↓↓↓

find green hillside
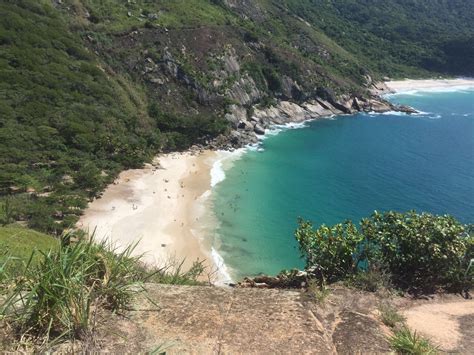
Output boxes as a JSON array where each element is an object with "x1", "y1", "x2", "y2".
[{"x1": 0, "y1": 0, "x2": 474, "y2": 233}]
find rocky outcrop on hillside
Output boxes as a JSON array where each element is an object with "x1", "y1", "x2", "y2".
[{"x1": 212, "y1": 95, "x2": 417, "y2": 149}]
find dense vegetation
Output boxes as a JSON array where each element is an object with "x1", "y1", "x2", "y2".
[
  {"x1": 295, "y1": 212, "x2": 474, "y2": 293},
  {"x1": 0, "y1": 0, "x2": 474, "y2": 234}
]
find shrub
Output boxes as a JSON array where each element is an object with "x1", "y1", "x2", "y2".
[
  {"x1": 0, "y1": 236, "x2": 141, "y2": 341},
  {"x1": 389, "y1": 327, "x2": 437, "y2": 355},
  {"x1": 361, "y1": 211, "x2": 472, "y2": 288},
  {"x1": 295, "y1": 220, "x2": 363, "y2": 282},
  {"x1": 379, "y1": 303, "x2": 405, "y2": 328},
  {"x1": 295, "y1": 211, "x2": 474, "y2": 293}
]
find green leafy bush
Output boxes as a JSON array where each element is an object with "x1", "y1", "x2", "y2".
[
  {"x1": 378, "y1": 303, "x2": 405, "y2": 328},
  {"x1": 389, "y1": 327, "x2": 437, "y2": 355},
  {"x1": 0, "y1": 236, "x2": 142, "y2": 340},
  {"x1": 295, "y1": 211, "x2": 474, "y2": 292},
  {"x1": 295, "y1": 220, "x2": 363, "y2": 282}
]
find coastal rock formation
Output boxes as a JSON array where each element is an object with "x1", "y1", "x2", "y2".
[{"x1": 217, "y1": 93, "x2": 417, "y2": 149}]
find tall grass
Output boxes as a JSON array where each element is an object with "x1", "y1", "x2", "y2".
[
  {"x1": 389, "y1": 327, "x2": 438, "y2": 355},
  {"x1": 0, "y1": 239, "x2": 143, "y2": 341}
]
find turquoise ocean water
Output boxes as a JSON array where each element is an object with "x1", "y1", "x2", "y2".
[{"x1": 213, "y1": 89, "x2": 474, "y2": 279}]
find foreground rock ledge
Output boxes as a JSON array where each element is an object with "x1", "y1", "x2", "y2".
[{"x1": 45, "y1": 284, "x2": 474, "y2": 354}]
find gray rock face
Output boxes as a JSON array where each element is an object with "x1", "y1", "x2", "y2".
[
  {"x1": 225, "y1": 105, "x2": 247, "y2": 129},
  {"x1": 227, "y1": 74, "x2": 262, "y2": 105},
  {"x1": 254, "y1": 123, "x2": 265, "y2": 134},
  {"x1": 214, "y1": 94, "x2": 416, "y2": 149}
]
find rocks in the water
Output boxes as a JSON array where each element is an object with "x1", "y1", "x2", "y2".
[
  {"x1": 254, "y1": 123, "x2": 265, "y2": 135},
  {"x1": 217, "y1": 92, "x2": 417, "y2": 149},
  {"x1": 237, "y1": 269, "x2": 308, "y2": 288}
]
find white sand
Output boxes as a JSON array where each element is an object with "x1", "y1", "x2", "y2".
[
  {"x1": 385, "y1": 78, "x2": 474, "y2": 92},
  {"x1": 78, "y1": 151, "x2": 218, "y2": 268}
]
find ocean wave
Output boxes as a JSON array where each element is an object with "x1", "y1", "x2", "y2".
[
  {"x1": 211, "y1": 159, "x2": 225, "y2": 187},
  {"x1": 210, "y1": 149, "x2": 251, "y2": 188},
  {"x1": 211, "y1": 247, "x2": 234, "y2": 286}
]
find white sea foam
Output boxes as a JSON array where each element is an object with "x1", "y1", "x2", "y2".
[
  {"x1": 211, "y1": 148, "x2": 244, "y2": 188},
  {"x1": 211, "y1": 248, "x2": 233, "y2": 286}
]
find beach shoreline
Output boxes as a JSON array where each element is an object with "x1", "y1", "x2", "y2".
[
  {"x1": 384, "y1": 78, "x2": 474, "y2": 93},
  {"x1": 77, "y1": 151, "x2": 227, "y2": 284}
]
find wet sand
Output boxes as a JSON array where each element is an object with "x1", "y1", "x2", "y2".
[{"x1": 78, "y1": 151, "x2": 218, "y2": 274}]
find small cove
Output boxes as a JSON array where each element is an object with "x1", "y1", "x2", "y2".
[{"x1": 213, "y1": 89, "x2": 474, "y2": 279}]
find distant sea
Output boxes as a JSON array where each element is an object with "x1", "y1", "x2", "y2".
[{"x1": 213, "y1": 89, "x2": 474, "y2": 280}]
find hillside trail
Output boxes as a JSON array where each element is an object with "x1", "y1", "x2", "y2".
[{"x1": 71, "y1": 284, "x2": 474, "y2": 354}]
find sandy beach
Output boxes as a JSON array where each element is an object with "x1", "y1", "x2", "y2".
[
  {"x1": 385, "y1": 78, "x2": 474, "y2": 92},
  {"x1": 78, "y1": 151, "x2": 219, "y2": 278}
]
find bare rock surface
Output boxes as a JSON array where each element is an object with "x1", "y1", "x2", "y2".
[
  {"x1": 403, "y1": 299, "x2": 474, "y2": 354},
  {"x1": 91, "y1": 285, "x2": 389, "y2": 354}
]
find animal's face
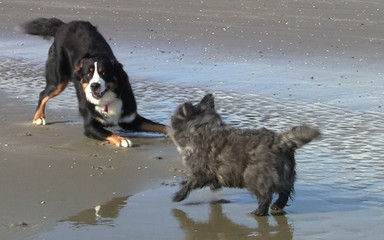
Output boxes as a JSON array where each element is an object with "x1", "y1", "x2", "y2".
[
  {"x1": 75, "y1": 58, "x2": 117, "y2": 105},
  {"x1": 168, "y1": 94, "x2": 221, "y2": 152}
]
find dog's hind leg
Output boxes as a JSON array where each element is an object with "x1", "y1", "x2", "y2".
[
  {"x1": 271, "y1": 192, "x2": 290, "y2": 215},
  {"x1": 252, "y1": 194, "x2": 272, "y2": 216}
]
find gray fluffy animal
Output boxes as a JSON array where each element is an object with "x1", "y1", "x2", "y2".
[{"x1": 168, "y1": 94, "x2": 320, "y2": 216}]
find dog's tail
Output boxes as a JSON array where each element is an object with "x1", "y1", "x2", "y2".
[
  {"x1": 281, "y1": 125, "x2": 321, "y2": 150},
  {"x1": 21, "y1": 18, "x2": 65, "y2": 37}
]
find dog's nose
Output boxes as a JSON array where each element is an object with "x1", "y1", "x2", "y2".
[{"x1": 91, "y1": 83, "x2": 100, "y2": 92}]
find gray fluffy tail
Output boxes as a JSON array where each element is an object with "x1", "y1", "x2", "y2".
[
  {"x1": 21, "y1": 18, "x2": 65, "y2": 37},
  {"x1": 281, "y1": 125, "x2": 321, "y2": 149}
]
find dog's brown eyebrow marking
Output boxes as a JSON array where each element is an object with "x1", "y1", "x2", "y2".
[{"x1": 81, "y1": 83, "x2": 89, "y2": 90}]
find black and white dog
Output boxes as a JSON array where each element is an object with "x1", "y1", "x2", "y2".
[
  {"x1": 168, "y1": 94, "x2": 320, "y2": 216},
  {"x1": 22, "y1": 18, "x2": 166, "y2": 147}
]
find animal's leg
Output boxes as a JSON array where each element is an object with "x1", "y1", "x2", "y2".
[
  {"x1": 173, "y1": 177, "x2": 207, "y2": 202},
  {"x1": 80, "y1": 116, "x2": 133, "y2": 147},
  {"x1": 271, "y1": 192, "x2": 290, "y2": 215},
  {"x1": 252, "y1": 194, "x2": 272, "y2": 216}
]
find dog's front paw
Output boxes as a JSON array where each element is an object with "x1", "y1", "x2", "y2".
[
  {"x1": 107, "y1": 134, "x2": 133, "y2": 147},
  {"x1": 32, "y1": 118, "x2": 46, "y2": 125}
]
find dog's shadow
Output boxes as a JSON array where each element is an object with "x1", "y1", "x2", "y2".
[{"x1": 172, "y1": 201, "x2": 293, "y2": 240}]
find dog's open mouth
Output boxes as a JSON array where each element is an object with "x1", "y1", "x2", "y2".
[{"x1": 92, "y1": 89, "x2": 108, "y2": 100}]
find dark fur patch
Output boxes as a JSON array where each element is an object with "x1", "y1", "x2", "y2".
[
  {"x1": 23, "y1": 18, "x2": 166, "y2": 146},
  {"x1": 168, "y1": 94, "x2": 320, "y2": 216}
]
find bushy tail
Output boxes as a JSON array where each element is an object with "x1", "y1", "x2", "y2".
[
  {"x1": 21, "y1": 18, "x2": 65, "y2": 37},
  {"x1": 281, "y1": 125, "x2": 321, "y2": 149}
]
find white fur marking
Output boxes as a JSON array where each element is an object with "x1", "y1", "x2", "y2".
[
  {"x1": 84, "y1": 62, "x2": 106, "y2": 105},
  {"x1": 95, "y1": 97, "x2": 123, "y2": 125}
]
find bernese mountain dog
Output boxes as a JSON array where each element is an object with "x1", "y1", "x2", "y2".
[{"x1": 22, "y1": 18, "x2": 166, "y2": 147}]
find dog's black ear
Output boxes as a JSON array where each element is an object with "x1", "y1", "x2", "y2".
[
  {"x1": 200, "y1": 93, "x2": 215, "y2": 109},
  {"x1": 182, "y1": 102, "x2": 195, "y2": 118}
]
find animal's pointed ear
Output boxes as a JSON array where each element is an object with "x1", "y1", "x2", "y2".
[
  {"x1": 112, "y1": 61, "x2": 129, "y2": 82},
  {"x1": 200, "y1": 93, "x2": 215, "y2": 108},
  {"x1": 182, "y1": 102, "x2": 195, "y2": 117}
]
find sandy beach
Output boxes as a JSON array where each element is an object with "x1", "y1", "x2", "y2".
[{"x1": 0, "y1": 0, "x2": 384, "y2": 240}]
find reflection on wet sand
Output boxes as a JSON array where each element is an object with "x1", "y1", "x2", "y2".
[
  {"x1": 172, "y1": 203, "x2": 293, "y2": 240},
  {"x1": 60, "y1": 197, "x2": 129, "y2": 227}
]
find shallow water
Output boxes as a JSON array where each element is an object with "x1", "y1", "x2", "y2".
[
  {"x1": 36, "y1": 186, "x2": 384, "y2": 240},
  {"x1": 0, "y1": 42, "x2": 384, "y2": 239}
]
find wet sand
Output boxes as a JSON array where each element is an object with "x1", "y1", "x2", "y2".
[{"x1": 0, "y1": 0, "x2": 384, "y2": 240}]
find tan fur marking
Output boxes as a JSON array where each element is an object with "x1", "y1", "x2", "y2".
[
  {"x1": 140, "y1": 123, "x2": 167, "y2": 135},
  {"x1": 33, "y1": 82, "x2": 68, "y2": 122},
  {"x1": 81, "y1": 83, "x2": 89, "y2": 90}
]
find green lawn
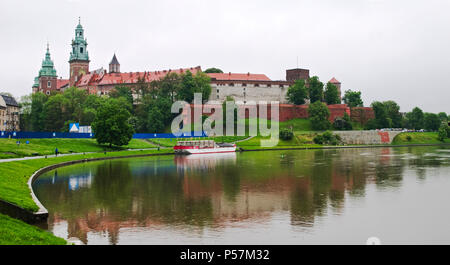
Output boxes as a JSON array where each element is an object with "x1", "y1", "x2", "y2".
[
  {"x1": 392, "y1": 132, "x2": 450, "y2": 145},
  {"x1": 0, "y1": 138, "x2": 155, "y2": 159},
  {"x1": 0, "y1": 149, "x2": 173, "y2": 212},
  {"x1": 0, "y1": 211, "x2": 67, "y2": 245}
]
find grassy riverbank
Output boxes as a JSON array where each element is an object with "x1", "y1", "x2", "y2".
[
  {"x1": 0, "y1": 138, "x2": 156, "y2": 159},
  {"x1": 0, "y1": 211, "x2": 67, "y2": 245},
  {"x1": 392, "y1": 132, "x2": 450, "y2": 145},
  {"x1": 149, "y1": 136, "x2": 248, "y2": 147},
  {"x1": 0, "y1": 149, "x2": 173, "y2": 212}
]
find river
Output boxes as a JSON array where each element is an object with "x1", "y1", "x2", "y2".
[{"x1": 33, "y1": 146, "x2": 450, "y2": 244}]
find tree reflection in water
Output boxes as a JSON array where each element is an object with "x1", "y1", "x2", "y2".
[{"x1": 34, "y1": 147, "x2": 450, "y2": 244}]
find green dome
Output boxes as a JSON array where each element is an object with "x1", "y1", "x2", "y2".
[
  {"x1": 39, "y1": 44, "x2": 57, "y2": 77},
  {"x1": 33, "y1": 76, "x2": 39, "y2": 87},
  {"x1": 69, "y1": 18, "x2": 89, "y2": 62}
]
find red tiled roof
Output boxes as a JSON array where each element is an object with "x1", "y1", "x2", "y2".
[
  {"x1": 77, "y1": 66, "x2": 201, "y2": 87},
  {"x1": 56, "y1": 79, "x2": 69, "y2": 89},
  {"x1": 208, "y1": 73, "x2": 271, "y2": 81},
  {"x1": 328, "y1": 77, "x2": 341, "y2": 84}
]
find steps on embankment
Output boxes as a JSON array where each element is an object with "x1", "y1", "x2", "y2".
[{"x1": 333, "y1": 131, "x2": 401, "y2": 144}]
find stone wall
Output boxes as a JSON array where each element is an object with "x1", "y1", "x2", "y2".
[
  {"x1": 187, "y1": 104, "x2": 356, "y2": 122},
  {"x1": 334, "y1": 131, "x2": 401, "y2": 144},
  {"x1": 350, "y1": 107, "x2": 375, "y2": 124}
]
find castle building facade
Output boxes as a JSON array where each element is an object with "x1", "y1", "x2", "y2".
[{"x1": 33, "y1": 19, "x2": 341, "y2": 103}]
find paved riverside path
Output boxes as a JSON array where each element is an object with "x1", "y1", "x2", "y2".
[{"x1": 0, "y1": 147, "x2": 165, "y2": 163}]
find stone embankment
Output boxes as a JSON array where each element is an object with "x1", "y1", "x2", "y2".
[{"x1": 334, "y1": 131, "x2": 401, "y2": 144}]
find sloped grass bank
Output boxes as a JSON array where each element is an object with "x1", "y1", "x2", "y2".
[
  {"x1": 392, "y1": 132, "x2": 450, "y2": 145},
  {"x1": 0, "y1": 150, "x2": 173, "y2": 212},
  {"x1": 0, "y1": 138, "x2": 156, "y2": 159},
  {"x1": 0, "y1": 211, "x2": 67, "y2": 245}
]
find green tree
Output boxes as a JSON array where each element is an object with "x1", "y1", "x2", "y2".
[
  {"x1": 308, "y1": 76, "x2": 323, "y2": 103},
  {"x1": 44, "y1": 94, "x2": 68, "y2": 132},
  {"x1": 79, "y1": 95, "x2": 105, "y2": 125},
  {"x1": 286, "y1": 79, "x2": 308, "y2": 105},
  {"x1": 438, "y1": 123, "x2": 450, "y2": 142},
  {"x1": 194, "y1": 72, "x2": 211, "y2": 102},
  {"x1": 156, "y1": 72, "x2": 182, "y2": 102},
  {"x1": 342, "y1": 90, "x2": 363, "y2": 108},
  {"x1": 383, "y1": 100, "x2": 403, "y2": 128},
  {"x1": 109, "y1": 85, "x2": 133, "y2": 105},
  {"x1": 177, "y1": 71, "x2": 196, "y2": 103},
  {"x1": 92, "y1": 98, "x2": 134, "y2": 147},
  {"x1": 19, "y1": 94, "x2": 33, "y2": 132},
  {"x1": 438, "y1": 112, "x2": 448, "y2": 121},
  {"x1": 371, "y1": 101, "x2": 392, "y2": 129},
  {"x1": 147, "y1": 98, "x2": 173, "y2": 133},
  {"x1": 324, "y1": 82, "x2": 341, "y2": 104},
  {"x1": 204, "y1": 67, "x2": 223, "y2": 74},
  {"x1": 62, "y1": 87, "x2": 88, "y2": 122},
  {"x1": 333, "y1": 113, "x2": 353, "y2": 130},
  {"x1": 308, "y1": 101, "x2": 331, "y2": 130},
  {"x1": 30, "y1": 92, "x2": 47, "y2": 132},
  {"x1": 406, "y1": 107, "x2": 424, "y2": 130},
  {"x1": 423, "y1": 113, "x2": 442, "y2": 131}
]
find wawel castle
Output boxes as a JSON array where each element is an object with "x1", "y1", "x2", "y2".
[{"x1": 33, "y1": 19, "x2": 341, "y2": 103}]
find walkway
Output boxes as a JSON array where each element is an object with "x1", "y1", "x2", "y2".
[{"x1": 0, "y1": 148, "x2": 158, "y2": 163}]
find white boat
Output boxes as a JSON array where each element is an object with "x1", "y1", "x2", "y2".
[{"x1": 173, "y1": 140, "x2": 236, "y2": 154}]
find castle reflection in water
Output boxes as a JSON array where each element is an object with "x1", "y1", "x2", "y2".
[{"x1": 34, "y1": 148, "x2": 449, "y2": 244}]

↑↑↑

_Work to do_
Starting with the line containing "find white boat" and going on through the last line of the data above, lay out those lines as a JSON list of strings, one string per line, with any blank lines left out.

_Completed exercise_
[
  "find white boat",
  "Output boxes as a JSON array where each element is an object with \"x1\", \"y1\", \"x2\", \"y2\".",
  "[{\"x1\": 173, \"y1\": 140, \"x2\": 236, \"y2\": 154}]",
  "find castle reflection in water",
  "Output boxes as a JSON array where each element is an object with \"x1\", \"y1\", \"x2\", \"y2\".",
  "[{\"x1\": 34, \"y1\": 148, \"x2\": 449, \"y2\": 244}]"
]